(Beginning of SELECTED PASSAGE)

News Section Icon Published 17/12/2014

Factory farming and animal cruelty go hand in hand. But the cruelty doesn’t stop there. Chicken farmer Craig Watts’s story shows how workers in factory farms can be almost as trapped by the system as the animals inside them.

Craig Watts

Craig Watts has had a busy few weeks. He’s the American chicken farmer whose name has been all over the headlines following his brave move to blow the whistle on his employer, Perdue – one of the biggest chicken producers in the world.

Craig decided to tell the ugly truth about the chicken that’s eaten by millions of families every day. Watch his incredible story here:

An attack of conscience

Pushed to his limits by the hideous farm conditions he was forced to maintain, as well as the blatant deceit of labels slapped across Perdue products – from “humanely raised” to “all natural” – Craig opened his doors to Compassion USA to reveal the abject cruelty he witnesses on a daily basis.

As Craig says: “This stuff is not as advertised. There are a lot of flaws in the system. The consumer’s being hoodwinked, the farmer’s being jerked around.” And then there are the birds themselves: “They’re not happy, and they’re definitely not healthy.”

It’s a startling insider admission, especially when Perdue chairman, Jim Perdue, is on record saying that “doing the right thing is...treating your chickens humanely”. Perdue’s marketing gloss bears little resemblance to Craig’s farm.

The interest in this shocking story has been phenomenal – more than a million people have watched the video, which Compassion helped to produce, and international news outlets across the world have amplified the message, from the The New York Times to Forbes.

A growing problem

Craig’s story is one of a number of exposés by farm workers who are driven to the edge by their hellish working environments. Only a few years before, a different Perdue contract farmer, Carole Morison, revealed the scandalous conditions on her broiler-chicken farm when she appeared in the blockbuster Food, Inc.

(End of SELECTED PASSAGE)
(Beginning of DATASET EXTRACT)

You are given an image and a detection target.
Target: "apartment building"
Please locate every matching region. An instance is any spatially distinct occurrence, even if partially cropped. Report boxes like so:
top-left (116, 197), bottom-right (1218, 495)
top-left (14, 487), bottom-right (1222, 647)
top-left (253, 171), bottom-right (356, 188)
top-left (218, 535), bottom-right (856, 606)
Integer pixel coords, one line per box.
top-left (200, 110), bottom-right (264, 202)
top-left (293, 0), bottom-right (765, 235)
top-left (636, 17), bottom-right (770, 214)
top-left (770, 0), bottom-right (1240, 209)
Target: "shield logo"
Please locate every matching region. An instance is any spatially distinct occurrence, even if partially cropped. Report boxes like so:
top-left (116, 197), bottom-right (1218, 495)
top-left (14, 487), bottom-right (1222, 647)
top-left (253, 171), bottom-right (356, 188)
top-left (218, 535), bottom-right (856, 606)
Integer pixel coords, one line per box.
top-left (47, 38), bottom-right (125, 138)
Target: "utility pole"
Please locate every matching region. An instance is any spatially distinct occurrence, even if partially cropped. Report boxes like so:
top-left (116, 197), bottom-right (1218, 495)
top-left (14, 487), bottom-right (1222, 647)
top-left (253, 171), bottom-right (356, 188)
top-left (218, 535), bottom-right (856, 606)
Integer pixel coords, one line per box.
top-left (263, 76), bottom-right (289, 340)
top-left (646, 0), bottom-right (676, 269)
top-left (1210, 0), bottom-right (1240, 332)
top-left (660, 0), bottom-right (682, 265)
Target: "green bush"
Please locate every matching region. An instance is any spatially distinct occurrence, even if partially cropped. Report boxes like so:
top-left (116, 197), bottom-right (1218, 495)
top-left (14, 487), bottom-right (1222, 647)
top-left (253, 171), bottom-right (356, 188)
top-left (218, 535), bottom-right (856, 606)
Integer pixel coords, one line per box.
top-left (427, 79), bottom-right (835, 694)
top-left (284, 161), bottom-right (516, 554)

(End of DATASET EXTRACT)

▸ PROBLEM DESCRIPTION:
Answer these questions about the article on Craig Watts:
1. Which employer did Craig Watts blow the whistle on?
2. How many people have watched the video, according to the article?
3. In which film did Carole Morison appear?
This data comes from a separate source and has no connection to the text.

▸ EXPECTED ANSWER:
1. Perdue
2. More than a million
3. Food, Inc.